PROBLEM STATEMENT:
Output the line that contains "Place a marker on the soap" and every line after it to the end of the entries, with nothing added or left out.

DATA PROVIDED:

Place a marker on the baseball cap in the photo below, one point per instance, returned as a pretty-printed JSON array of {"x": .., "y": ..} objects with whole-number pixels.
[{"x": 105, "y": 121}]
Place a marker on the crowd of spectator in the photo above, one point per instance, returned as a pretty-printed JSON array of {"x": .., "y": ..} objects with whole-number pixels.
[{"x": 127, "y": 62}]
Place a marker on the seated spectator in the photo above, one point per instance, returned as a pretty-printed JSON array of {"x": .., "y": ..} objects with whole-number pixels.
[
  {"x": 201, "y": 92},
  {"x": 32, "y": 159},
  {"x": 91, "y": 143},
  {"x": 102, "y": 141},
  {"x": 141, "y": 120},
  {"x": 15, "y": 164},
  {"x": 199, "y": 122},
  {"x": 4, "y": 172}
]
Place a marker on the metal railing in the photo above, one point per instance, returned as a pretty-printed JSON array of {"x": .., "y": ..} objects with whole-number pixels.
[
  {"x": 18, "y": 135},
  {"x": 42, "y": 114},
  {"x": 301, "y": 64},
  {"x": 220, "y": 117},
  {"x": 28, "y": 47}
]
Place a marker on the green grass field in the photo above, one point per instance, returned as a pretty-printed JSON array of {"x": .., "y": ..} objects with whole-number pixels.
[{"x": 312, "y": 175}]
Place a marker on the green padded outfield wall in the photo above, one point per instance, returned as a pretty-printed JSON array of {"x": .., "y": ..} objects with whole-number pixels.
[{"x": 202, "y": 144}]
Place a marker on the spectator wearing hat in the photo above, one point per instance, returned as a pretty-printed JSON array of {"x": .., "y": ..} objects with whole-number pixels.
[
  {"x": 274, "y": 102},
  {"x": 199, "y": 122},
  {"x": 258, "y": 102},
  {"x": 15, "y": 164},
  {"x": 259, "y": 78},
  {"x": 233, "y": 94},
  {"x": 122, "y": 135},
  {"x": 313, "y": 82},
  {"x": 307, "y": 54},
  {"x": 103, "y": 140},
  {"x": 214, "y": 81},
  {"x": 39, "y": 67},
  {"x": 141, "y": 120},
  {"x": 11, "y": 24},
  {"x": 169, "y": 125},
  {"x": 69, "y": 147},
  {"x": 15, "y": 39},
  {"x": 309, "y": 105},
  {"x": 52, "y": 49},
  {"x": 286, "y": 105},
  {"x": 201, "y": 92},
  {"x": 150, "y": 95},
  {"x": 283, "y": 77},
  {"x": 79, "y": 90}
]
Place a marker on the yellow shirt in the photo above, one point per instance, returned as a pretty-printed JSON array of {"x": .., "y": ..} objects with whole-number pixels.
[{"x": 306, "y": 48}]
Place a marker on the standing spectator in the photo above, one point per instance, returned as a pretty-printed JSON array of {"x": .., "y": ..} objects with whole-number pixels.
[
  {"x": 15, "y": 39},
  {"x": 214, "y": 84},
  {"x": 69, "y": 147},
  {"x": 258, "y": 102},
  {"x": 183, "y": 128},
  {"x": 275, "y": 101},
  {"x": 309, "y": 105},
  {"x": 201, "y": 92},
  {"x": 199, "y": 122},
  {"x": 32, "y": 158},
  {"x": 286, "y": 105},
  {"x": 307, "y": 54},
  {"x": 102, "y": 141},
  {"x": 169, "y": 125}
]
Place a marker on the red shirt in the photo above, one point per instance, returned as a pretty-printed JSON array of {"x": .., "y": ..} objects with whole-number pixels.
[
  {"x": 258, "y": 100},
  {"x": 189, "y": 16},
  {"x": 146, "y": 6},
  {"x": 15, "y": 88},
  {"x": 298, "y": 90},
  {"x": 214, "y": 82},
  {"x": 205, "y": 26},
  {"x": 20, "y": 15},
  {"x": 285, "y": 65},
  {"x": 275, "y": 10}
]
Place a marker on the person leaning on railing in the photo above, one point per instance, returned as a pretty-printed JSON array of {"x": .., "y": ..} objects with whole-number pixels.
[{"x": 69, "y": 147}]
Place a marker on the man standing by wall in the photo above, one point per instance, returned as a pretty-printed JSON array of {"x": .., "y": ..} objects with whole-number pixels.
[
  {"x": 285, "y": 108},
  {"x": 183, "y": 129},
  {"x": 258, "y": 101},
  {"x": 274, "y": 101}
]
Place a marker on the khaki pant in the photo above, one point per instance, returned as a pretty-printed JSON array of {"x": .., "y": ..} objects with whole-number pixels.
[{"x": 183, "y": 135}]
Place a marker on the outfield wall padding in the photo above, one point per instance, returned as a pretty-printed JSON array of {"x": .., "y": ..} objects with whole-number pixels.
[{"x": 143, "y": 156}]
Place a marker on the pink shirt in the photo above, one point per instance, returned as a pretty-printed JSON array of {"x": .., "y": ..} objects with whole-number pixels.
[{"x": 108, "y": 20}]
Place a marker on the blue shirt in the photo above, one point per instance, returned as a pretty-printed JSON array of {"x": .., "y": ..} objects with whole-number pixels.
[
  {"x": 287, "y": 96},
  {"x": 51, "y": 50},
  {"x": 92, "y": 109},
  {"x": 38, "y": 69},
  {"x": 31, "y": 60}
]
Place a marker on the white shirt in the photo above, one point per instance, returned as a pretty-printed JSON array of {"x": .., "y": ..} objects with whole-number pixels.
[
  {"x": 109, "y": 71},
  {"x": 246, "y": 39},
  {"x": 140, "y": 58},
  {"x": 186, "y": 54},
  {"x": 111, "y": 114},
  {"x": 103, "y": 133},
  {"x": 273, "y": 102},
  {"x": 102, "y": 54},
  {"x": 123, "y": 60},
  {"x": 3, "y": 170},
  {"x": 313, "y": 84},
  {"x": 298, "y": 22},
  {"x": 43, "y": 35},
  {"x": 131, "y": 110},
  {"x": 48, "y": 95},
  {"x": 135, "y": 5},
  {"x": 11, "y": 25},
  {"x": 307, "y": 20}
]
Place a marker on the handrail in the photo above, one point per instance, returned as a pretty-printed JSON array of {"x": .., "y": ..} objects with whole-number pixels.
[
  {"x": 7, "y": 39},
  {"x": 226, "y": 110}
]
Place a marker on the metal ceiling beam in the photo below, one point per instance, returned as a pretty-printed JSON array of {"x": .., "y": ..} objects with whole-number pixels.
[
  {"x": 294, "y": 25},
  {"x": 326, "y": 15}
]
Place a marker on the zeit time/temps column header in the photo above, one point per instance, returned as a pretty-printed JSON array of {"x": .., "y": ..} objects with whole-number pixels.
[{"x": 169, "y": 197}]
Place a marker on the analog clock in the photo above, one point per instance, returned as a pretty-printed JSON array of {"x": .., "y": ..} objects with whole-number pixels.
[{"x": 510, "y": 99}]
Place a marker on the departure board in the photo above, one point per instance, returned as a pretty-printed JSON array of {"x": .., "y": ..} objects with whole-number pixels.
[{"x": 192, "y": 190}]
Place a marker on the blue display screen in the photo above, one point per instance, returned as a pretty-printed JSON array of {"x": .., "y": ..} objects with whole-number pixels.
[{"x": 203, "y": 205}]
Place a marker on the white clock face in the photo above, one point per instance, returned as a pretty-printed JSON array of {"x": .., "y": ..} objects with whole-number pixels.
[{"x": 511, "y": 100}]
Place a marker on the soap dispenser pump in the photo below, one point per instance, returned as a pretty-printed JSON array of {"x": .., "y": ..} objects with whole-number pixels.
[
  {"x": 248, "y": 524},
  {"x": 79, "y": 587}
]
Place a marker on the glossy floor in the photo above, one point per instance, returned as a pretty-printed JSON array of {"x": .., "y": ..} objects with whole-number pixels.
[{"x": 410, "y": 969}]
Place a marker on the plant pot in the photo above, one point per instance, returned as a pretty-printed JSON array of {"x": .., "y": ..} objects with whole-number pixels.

FULL RESPONSE:
Place a marker on the soap dispenser pump in the photo below, one point per instance, returned as a pretty-printed JSON array of {"x": .., "y": ..} objects with whole-number pixels.
[
  {"x": 248, "y": 524},
  {"x": 79, "y": 587}
]
Place a marker on the glossy floor in the photo above, one point per instance, returned as a pretty-printed JSON array of {"x": .., "y": ..} objects with whole-number pixels.
[{"x": 410, "y": 969}]
Place a marker on the plant pot in the photo above, one point per instance, returned as a pretty-printed JSON array of {"x": .., "y": ..} objects with whole-number pixels.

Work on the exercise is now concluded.